**Records for processing**
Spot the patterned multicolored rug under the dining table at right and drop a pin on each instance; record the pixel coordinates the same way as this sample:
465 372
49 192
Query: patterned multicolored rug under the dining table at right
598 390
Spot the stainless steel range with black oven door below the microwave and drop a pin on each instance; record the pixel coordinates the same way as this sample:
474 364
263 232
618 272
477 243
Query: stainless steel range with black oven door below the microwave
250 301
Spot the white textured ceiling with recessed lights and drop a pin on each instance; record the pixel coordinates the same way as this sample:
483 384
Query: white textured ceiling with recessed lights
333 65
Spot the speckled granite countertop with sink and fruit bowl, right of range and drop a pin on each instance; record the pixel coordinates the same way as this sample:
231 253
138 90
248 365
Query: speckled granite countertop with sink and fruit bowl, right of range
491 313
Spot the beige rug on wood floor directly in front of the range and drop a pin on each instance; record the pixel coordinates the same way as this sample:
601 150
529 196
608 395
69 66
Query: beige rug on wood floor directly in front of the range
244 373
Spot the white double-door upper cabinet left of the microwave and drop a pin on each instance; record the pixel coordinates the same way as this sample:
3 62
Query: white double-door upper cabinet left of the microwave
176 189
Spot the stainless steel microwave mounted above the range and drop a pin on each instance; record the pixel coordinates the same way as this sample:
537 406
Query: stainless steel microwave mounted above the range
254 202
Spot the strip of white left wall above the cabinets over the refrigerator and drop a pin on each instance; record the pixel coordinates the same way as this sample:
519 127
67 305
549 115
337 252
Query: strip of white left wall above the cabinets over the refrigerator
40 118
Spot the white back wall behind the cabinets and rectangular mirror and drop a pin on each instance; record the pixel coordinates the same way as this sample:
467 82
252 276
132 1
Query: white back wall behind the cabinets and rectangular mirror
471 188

...

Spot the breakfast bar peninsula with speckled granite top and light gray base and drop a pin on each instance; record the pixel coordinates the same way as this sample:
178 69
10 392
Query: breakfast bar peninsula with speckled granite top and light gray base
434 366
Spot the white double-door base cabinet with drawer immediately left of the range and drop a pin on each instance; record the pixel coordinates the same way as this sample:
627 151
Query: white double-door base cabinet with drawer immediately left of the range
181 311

--

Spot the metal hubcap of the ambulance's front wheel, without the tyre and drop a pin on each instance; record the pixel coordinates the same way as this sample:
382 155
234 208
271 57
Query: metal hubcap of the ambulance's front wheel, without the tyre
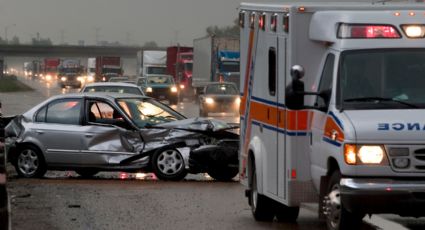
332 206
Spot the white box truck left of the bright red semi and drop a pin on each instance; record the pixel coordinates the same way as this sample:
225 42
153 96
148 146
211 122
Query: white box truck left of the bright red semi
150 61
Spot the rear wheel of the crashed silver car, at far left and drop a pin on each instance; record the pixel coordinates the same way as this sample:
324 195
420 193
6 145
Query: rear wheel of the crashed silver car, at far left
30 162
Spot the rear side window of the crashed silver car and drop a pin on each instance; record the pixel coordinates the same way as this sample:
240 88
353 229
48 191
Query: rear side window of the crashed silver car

**Problem**
Look through the records and gather every line containing "window".

**Output for this exercise**
Spot the rear side window of the crashed silver car and drop a pin on each instance; record the pixel coordinates the same way as this sample:
Query: rear side window of the crashed silver car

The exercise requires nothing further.